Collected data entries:
******

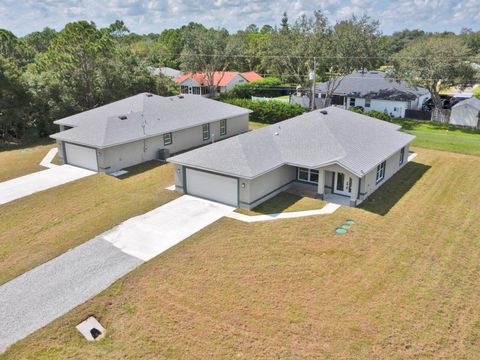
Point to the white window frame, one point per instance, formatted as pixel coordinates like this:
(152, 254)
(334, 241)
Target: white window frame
(309, 173)
(381, 172)
(402, 155)
(223, 127)
(206, 132)
(167, 139)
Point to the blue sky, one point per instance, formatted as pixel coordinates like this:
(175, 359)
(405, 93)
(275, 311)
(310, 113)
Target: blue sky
(24, 16)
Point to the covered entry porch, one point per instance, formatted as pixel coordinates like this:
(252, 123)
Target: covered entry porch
(331, 183)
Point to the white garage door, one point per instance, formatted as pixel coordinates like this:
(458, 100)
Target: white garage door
(81, 156)
(212, 186)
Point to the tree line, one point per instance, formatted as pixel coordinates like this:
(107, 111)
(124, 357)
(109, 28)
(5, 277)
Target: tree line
(47, 75)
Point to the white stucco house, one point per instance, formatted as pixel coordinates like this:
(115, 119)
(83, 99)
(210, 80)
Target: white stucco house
(197, 83)
(375, 90)
(145, 127)
(334, 152)
(466, 113)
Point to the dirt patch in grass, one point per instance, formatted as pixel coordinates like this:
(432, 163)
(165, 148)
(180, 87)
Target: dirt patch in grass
(39, 227)
(284, 202)
(403, 285)
(22, 161)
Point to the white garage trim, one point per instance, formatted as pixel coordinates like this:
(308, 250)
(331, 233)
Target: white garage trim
(211, 186)
(81, 156)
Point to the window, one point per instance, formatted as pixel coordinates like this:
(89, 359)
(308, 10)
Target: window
(206, 131)
(223, 127)
(307, 175)
(303, 174)
(167, 139)
(381, 172)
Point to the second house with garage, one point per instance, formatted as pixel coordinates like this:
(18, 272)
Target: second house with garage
(145, 127)
(333, 153)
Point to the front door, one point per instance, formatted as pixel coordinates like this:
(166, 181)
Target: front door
(343, 184)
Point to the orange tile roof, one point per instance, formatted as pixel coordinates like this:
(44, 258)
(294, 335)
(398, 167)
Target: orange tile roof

******

**WHAT TO WORK ON**
Your task is to restate, word for word, the line with "Target: white garage trim" and all lines after it, ending with the last line of the data.

**RESPONSE TO THE EXERCISE**
Target: white garage trim
(211, 186)
(81, 156)
Point to the window, one point per instance, formatted as pixel coordinates like this:
(89, 359)
(308, 10)
Target: window
(206, 131)
(223, 127)
(307, 175)
(303, 174)
(167, 139)
(381, 172)
Point to the second house with garage, one point per instance, formatted as pixel coordinates like this:
(18, 272)
Target: second house with garage
(145, 127)
(333, 153)
Point to the front door, one point per instance, formatted as pixel coordinates like this:
(166, 181)
Target: front door
(343, 184)
Point to the orange tile roof, one point per instance, formatted as pixel coordinates like this:
(44, 258)
(294, 335)
(398, 167)
Target: orange tile roof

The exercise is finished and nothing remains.